Please output only the lines that run from the line containing "In the photograph above, where can the book" through the end of the material below, exactly.

[BEGIN Material for this task]

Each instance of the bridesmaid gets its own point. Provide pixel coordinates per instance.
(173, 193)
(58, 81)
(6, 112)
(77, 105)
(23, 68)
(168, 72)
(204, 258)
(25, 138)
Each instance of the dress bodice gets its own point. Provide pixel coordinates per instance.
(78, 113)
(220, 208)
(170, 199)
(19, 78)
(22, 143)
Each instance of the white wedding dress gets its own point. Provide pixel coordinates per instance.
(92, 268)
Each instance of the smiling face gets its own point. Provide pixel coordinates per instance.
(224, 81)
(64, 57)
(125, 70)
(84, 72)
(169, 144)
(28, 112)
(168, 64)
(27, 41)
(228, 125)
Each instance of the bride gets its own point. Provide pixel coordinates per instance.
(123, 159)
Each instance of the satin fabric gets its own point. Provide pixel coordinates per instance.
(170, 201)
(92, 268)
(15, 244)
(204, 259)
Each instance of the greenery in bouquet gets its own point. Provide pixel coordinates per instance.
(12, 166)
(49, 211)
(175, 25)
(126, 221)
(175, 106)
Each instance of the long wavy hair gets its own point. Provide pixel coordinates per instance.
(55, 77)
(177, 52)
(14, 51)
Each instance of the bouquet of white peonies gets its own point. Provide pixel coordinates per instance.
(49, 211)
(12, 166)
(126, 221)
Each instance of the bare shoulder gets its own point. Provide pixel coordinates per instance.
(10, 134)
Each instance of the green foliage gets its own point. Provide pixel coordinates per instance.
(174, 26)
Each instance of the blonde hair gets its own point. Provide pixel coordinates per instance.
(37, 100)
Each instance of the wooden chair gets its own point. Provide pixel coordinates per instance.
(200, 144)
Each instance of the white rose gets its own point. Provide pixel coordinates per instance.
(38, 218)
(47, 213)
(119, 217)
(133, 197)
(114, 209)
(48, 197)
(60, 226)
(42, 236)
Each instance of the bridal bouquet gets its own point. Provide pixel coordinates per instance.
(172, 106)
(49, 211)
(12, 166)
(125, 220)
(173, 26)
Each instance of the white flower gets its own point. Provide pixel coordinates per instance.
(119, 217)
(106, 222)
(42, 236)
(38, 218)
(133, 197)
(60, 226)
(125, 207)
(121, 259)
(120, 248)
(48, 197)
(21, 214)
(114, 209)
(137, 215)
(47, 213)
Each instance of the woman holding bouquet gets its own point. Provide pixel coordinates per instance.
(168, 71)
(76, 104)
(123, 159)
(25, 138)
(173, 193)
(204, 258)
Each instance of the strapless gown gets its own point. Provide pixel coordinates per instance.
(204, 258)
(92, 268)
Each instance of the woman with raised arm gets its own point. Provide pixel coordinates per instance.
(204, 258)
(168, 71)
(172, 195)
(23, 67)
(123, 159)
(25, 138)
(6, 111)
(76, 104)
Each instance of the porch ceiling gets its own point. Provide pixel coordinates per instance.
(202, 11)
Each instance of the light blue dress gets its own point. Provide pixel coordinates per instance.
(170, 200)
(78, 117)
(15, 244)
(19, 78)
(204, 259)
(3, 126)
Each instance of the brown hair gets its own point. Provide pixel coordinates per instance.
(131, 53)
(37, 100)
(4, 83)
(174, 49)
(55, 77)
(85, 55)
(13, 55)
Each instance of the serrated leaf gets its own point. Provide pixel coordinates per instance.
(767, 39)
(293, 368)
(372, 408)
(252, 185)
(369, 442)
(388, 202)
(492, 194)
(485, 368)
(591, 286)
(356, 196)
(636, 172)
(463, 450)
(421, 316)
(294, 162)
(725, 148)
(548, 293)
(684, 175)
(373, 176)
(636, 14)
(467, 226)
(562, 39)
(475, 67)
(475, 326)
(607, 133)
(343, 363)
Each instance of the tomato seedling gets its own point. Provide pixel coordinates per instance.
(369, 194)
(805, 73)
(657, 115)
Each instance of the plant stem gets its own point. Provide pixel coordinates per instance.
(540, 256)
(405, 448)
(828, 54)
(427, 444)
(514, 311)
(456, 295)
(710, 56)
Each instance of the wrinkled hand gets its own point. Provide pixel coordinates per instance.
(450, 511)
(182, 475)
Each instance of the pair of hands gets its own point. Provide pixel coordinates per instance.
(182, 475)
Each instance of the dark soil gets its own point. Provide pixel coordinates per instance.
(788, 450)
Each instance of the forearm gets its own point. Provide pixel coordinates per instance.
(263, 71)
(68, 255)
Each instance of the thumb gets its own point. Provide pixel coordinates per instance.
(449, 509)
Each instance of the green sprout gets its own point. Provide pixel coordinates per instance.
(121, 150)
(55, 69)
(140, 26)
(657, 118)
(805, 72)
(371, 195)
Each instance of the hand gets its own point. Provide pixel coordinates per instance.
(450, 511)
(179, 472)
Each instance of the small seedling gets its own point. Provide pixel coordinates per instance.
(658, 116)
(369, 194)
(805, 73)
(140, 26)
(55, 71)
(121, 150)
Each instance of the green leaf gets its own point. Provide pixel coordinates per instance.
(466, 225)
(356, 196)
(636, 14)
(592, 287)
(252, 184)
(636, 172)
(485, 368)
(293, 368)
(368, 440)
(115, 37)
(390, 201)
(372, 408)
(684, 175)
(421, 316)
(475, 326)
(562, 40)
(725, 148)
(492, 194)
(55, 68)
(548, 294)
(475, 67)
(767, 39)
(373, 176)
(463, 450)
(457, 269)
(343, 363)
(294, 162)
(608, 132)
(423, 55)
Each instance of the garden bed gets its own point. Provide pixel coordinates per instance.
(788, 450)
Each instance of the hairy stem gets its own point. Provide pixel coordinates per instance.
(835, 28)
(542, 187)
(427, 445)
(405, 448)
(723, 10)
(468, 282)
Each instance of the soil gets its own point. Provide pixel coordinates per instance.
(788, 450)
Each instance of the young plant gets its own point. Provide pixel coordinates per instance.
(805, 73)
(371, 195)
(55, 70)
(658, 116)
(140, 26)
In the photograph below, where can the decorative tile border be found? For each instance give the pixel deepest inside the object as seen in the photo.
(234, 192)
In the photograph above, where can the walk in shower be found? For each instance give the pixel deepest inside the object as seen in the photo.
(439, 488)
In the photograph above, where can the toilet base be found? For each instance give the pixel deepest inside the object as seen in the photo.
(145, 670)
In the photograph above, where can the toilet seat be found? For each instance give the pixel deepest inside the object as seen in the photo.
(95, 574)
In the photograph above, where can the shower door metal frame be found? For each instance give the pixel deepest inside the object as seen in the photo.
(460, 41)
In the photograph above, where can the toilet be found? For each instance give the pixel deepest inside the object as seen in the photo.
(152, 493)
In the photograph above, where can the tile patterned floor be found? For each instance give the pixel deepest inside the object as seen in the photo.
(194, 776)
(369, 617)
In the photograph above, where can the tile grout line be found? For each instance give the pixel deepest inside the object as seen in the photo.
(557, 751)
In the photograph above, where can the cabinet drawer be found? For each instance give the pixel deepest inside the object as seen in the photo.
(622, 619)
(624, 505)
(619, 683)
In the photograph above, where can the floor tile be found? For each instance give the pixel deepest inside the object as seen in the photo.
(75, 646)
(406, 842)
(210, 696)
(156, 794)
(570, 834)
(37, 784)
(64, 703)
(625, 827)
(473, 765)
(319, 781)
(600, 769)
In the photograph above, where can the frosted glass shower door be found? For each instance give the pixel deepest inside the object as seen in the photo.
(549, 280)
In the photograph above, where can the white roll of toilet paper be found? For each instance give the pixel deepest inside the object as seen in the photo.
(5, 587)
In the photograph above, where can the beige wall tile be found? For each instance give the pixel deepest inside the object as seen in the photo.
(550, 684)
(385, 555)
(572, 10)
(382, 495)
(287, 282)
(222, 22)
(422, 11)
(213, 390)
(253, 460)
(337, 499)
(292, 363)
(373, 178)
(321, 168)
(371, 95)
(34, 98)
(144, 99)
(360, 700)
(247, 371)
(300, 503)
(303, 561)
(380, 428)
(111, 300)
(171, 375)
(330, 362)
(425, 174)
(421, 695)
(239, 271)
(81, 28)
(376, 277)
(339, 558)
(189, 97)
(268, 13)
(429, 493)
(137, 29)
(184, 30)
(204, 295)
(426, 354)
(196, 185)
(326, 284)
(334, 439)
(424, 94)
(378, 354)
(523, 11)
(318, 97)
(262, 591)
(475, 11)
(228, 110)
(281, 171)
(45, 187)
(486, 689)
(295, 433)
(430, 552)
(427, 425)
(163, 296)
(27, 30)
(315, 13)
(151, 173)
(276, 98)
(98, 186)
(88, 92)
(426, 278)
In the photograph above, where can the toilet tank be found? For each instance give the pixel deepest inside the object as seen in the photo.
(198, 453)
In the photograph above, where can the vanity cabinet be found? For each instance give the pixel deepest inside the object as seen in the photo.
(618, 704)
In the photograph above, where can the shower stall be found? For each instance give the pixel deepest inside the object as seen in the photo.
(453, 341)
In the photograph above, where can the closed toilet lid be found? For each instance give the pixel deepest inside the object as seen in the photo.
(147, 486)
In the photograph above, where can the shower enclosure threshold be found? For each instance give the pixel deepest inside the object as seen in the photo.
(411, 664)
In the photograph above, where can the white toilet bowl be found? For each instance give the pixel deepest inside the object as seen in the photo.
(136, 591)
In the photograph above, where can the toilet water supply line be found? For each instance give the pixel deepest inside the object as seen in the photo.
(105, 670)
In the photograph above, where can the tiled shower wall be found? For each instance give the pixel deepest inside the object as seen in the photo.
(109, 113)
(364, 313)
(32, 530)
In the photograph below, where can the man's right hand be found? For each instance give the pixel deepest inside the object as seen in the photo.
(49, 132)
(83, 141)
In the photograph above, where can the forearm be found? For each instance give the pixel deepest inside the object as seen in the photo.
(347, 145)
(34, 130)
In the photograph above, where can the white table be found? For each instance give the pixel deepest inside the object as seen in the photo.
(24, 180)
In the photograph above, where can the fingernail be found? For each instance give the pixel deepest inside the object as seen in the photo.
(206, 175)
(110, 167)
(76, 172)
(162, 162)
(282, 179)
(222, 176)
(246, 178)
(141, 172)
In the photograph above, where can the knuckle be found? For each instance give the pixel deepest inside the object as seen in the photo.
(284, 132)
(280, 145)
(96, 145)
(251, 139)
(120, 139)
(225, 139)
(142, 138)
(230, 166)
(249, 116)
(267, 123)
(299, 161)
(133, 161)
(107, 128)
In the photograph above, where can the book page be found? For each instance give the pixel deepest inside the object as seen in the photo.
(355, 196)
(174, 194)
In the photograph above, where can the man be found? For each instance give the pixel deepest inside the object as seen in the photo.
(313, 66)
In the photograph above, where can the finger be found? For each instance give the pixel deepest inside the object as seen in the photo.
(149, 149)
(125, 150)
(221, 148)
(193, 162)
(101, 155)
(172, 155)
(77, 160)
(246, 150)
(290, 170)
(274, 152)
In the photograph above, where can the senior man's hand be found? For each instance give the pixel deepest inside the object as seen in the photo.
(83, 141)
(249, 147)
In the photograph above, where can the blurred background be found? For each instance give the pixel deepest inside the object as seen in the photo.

[END Material for this task]

**Correct answer**
In the photograph above, where can the book page be found? For each instance give the pixel deepest inside the object as seen in the photo.
(355, 196)
(174, 194)
In the photograph above, where can the man be found? For each instance give the pixel deepest inside the object as seen in the photo.
(313, 66)
In the photograph above, where can the finger be found? For each instance give the pixel deepest inside the object as seen in the photo.
(149, 149)
(125, 150)
(221, 148)
(193, 162)
(101, 155)
(172, 155)
(77, 160)
(246, 150)
(290, 170)
(274, 152)
In the photograph above, where can the senior man's hand be found? For each instance give the pixel deepest inside the object as seen in the photo.
(83, 141)
(249, 147)
In the photograph above, where can the blurred background be found? For each instance give the pixel deepest inside the object as seen in the photo.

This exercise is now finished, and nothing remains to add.